[Items from a data source]
◇ ◇ ◇ ◇

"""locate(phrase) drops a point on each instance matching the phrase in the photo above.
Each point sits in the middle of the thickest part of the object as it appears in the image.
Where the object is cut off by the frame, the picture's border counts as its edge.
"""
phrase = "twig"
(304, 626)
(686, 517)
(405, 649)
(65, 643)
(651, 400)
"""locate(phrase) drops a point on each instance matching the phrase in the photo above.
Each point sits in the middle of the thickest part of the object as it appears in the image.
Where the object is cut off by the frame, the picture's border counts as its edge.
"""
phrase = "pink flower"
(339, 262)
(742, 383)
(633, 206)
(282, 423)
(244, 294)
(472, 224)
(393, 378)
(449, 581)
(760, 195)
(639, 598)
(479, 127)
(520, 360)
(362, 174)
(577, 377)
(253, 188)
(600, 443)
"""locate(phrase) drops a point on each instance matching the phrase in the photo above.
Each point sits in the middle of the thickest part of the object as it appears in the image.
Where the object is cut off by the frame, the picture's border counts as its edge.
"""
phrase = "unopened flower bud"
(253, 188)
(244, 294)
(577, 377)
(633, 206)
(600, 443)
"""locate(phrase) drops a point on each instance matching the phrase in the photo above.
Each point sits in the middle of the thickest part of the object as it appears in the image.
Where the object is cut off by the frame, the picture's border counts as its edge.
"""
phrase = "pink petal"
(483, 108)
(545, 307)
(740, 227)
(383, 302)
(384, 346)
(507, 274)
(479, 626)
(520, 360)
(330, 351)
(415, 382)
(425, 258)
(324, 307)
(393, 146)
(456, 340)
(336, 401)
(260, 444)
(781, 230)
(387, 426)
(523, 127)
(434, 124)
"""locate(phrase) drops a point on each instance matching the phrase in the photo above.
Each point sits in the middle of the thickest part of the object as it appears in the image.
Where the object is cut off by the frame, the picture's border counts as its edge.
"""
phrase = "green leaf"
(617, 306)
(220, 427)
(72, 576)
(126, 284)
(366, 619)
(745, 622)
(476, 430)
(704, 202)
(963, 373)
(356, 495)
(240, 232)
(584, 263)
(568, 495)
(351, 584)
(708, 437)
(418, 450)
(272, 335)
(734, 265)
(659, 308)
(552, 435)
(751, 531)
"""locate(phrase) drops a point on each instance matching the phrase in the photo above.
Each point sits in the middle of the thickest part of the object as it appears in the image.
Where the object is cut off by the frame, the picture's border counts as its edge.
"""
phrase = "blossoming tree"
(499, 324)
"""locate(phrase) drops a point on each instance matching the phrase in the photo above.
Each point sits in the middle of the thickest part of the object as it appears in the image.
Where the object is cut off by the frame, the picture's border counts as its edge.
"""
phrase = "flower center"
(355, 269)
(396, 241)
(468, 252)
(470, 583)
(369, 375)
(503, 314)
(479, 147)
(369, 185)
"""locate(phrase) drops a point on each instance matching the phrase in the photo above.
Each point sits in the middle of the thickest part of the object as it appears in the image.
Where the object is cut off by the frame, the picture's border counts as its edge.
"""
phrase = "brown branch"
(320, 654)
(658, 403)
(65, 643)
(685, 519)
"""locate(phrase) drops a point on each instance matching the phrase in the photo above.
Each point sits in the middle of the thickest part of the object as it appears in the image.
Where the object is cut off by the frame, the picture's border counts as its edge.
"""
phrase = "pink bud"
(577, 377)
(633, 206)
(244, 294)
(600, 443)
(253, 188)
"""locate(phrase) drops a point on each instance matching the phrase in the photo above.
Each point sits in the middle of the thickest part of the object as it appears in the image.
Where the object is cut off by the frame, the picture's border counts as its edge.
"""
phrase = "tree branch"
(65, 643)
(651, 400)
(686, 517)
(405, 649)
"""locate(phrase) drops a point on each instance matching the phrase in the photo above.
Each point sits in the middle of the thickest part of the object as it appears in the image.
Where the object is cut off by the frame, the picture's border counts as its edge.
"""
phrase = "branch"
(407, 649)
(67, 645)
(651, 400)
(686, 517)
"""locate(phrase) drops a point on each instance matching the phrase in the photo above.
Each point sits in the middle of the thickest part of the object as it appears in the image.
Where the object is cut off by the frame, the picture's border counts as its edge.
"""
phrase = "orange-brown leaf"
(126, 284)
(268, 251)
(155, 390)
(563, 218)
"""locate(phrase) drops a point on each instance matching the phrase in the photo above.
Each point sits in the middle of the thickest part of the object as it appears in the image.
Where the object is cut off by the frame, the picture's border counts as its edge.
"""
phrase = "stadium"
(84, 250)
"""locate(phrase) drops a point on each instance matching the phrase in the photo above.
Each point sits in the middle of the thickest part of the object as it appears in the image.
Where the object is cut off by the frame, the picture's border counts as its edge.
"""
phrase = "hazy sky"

◇ ◇ ◇ ◇

**To do**
Your answer must be the records themselves, output again exactly.

**Final answer**
"""locate(phrase) drops a point on each instance matching the phrase in the photo above.
Each point sits in the middle of the thickest part of the object as it appears in the image.
Where the object is cut off by the frame, the picture's border counts as its edge.
"""
phrase = "twig"
(304, 626)
(686, 517)
(405, 649)
(65, 643)
(651, 400)
"""locate(phrase) drops a point on each instance matching the phrase in the photo above.
Each point sits in the middle of the thickest part of the object as it appears in the image.
Where the object is cut off by the frame, the picture's border counts as its edge.
"""
phrase = "pink flower"
(339, 262)
(742, 383)
(633, 206)
(282, 423)
(244, 294)
(472, 224)
(393, 378)
(449, 581)
(760, 195)
(639, 598)
(479, 127)
(520, 360)
(362, 174)
(577, 377)
(253, 188)
(600, 443)
"""locate(phrase) drops a point on each instance matching the phrase in the photo above.
Each point sits in the middle of the thickest part of the object as it appears in the image.
Where the object is cut off by the frame, the picture's border counts as its edge.
"""
phrase = "unopened flower bud"
(253, 188)
(244, 294)
(577, 377)
(633, 206)
(600, 443)
"""locate(phrase) drops a point on each instance matching the phrase in the photo above.
Each point sits in the middle of the thickest part of the object as it appears in the image.
Where the object is cut off by the frame, the picture's border counts as its edge.
"""
phrase = "pink petal"
(483, 108)
(545, 307)
(740, 227)
(383, 302)
(384, 346)
(507, 274)
(479, 626)
(520, 360)
(330, 351)
(415, 382)
(425, 258)
(324, 307)
(393, 146)
(456, 340)
(336, 401)
(260, 444)
(781, 230)
(387, 426)
(523, 127)
(434, 124)
"""locate(phrase) drops a point on each instance matching the phrase in the photo above.
Each point sits in the middle of the thickest part of the object as it appears in the image.
Where the object is cut off by the frame, the picture's border counts as its edge.
"""
phrase = "green leaf"
(617, 306)
(220, 427)
(72, 576)
(126, 284)
(366, 619)
(745, 622)
(476, 430)
(704, 202)
(963, 373)
(356, 495)
(240, 232)
(584, 263)
(568, 495)
(351, 584)
(708, 437)
(418, 450)
(272, 335)
(734, 265)
(659, 308)
(552, 435)
(751, 531)
"""locate(phrase) drops a point on each instance matching the phrase in the photo above.
Each point sits in the middle of the thickest part of the object as it appears in the image.
Where the object is cut off by the frame, the picture's border counts as its edge.
"""
phrase = "blossoming tree"
(499, 324)
"""locate(phrase) drops a point on each instance matching the phrase in the photo above.
Each point sits in the middle of the thickest part of the object as it appears in the image.
Where the object is cut off by the frame, the picture's border counts as its edge.
"""
phrase = "flower center"
(355, 269)
(396, 241)
(468, 252)
(470, 583)
(369, 375)
(503, 314)
(479, 147)
(369, 185)
"""locate(phrase) drops a point on each instance matching the phrase in the photo above.
Each point sits in the middle of the thickest part of the object as it appears in the image.
Where the object is cut off by the frame, the picture's border counts as its edge.
"""
phrase = "brown branch"
(320, 654)
(658, 403)
(65, 643)
(685, 519)
"""locate(phrase) drops a point on each instance matching the phrase in the photo above.
Each point sits in the middle of the thickest part of the object as it appears in the image.
Where the object is cut off by the frame, the picture's border counts as its edge.
"""
phrase = "pink bud"
(577, 377)
(633, 206)
(244, 294)
(600, 443)
(253, 188)
"""locate(phrase) drops a point on each instance matching the phrase in the photo above.
Each point sits in the middle of the thickest part of the object as it appears in the image.
Where the object is cut off by the frame, the picture's border counts as its edge.
"""
phrase = "tree branch"
(65, 643)
(651, 400)
(686, 517)
(405, 649)
"""locate(phrase) drops a point on each instance matching the phrase in the photo above.
Each point sits in the middle of the thickest part of the object as it appears in the image.
Where the object is cut off by the frame, the picture's border counts as its edge.
"""
phrase = "branch"
(407, 649)
(67, 645)
(651, 400)
(686, 517)
"""locate(phrase) drops a point on each instance matching the phrase in the photo above.
Each point sits in the middle of the thickest part of the object as it appears in the image.
Where the object is cut off by the frame, the picture's border counts as its edge.
"""
phrase = "orange-brown leaf"
(126, 284)
(268, 251)
(155, 390)
(563, 218)
"""locate(phrase) drops a point on each instance matching the phrase in the photo above.
Each point sits in the middle of the thickest part of the object as it appears in the image.
Where the object is cut off by the frame, the picture's border counts as its edge.
"""
phrase = "stadium"
(84, 250)
"""locate(phrase) drops a point on each instance matching the phrase in the photo above.
Each point sits in the middle of the thickest part of the object as it appears in the image.
Where the object is cut off by the frame, the picture's border counts as its edge.
"""
phrase = "hazy sky"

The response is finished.